» **Your task**
Please find every line in the listing below that contains the word "white" and copy each of those lines.

» **Entries shown**

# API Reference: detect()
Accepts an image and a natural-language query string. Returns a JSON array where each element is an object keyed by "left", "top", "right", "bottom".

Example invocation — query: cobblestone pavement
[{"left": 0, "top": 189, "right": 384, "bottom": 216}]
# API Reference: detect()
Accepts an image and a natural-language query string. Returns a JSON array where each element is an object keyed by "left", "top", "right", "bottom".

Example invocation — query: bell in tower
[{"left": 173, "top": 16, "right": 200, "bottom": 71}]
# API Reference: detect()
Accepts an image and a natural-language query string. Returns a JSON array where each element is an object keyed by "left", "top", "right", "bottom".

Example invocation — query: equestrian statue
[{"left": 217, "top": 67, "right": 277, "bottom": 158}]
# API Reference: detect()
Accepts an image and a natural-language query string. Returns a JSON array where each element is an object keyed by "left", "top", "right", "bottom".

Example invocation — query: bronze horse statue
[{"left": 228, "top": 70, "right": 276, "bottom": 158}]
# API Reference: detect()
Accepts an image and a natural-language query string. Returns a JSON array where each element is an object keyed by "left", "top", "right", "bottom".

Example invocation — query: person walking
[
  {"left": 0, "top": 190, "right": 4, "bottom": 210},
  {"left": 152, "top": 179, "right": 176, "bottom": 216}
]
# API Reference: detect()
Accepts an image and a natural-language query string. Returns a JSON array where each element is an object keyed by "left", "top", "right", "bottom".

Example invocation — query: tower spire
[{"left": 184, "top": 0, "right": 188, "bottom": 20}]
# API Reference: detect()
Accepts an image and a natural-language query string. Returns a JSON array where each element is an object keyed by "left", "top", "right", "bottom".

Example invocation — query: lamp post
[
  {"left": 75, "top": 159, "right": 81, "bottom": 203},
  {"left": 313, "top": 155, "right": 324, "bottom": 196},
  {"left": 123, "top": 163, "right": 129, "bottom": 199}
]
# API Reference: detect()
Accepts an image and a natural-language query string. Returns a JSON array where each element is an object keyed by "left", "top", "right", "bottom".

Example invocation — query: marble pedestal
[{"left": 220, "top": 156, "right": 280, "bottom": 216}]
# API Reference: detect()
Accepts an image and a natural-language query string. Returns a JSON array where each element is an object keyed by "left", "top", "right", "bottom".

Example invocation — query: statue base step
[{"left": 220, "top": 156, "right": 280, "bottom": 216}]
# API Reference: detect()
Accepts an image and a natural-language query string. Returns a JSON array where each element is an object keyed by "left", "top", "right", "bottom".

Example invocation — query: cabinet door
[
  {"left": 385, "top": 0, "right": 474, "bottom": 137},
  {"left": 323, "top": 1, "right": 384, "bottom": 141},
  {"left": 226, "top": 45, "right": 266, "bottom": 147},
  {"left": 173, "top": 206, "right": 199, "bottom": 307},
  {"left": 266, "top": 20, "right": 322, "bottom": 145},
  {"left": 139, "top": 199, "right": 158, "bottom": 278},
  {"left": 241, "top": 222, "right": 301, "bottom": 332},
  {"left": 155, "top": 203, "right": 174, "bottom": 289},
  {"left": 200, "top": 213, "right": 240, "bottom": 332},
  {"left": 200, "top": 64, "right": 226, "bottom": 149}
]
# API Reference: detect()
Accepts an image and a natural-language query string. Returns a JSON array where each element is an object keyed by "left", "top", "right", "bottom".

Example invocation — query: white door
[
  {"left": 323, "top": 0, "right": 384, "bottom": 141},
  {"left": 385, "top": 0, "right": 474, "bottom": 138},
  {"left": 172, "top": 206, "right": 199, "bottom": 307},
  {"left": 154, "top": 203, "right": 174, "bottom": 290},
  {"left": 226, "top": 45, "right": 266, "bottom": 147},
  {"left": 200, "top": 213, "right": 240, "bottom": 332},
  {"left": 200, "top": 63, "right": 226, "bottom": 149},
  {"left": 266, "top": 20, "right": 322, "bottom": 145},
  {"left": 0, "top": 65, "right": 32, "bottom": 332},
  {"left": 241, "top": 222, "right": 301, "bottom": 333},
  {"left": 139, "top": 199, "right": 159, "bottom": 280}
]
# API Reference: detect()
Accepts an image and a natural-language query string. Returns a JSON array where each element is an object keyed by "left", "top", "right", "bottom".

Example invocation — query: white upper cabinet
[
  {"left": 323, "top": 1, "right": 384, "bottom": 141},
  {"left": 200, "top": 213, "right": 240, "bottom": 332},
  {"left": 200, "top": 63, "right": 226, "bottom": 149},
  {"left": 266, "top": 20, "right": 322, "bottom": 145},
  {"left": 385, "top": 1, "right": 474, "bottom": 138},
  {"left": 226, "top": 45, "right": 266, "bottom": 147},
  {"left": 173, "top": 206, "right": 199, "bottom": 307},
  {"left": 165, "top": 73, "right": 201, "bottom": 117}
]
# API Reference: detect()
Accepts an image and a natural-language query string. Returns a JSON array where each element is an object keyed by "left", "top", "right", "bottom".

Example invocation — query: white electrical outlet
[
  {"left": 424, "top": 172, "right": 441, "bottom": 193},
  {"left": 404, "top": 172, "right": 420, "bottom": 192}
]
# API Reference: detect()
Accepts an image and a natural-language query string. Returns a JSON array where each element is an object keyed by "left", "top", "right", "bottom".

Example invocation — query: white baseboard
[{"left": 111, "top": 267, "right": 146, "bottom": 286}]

» **Output below**
Example invocation — query: white door
Example invocation — query: white upper cabinet
Example invocation — query: white electrical outlet
Example invocation — query: white baseboard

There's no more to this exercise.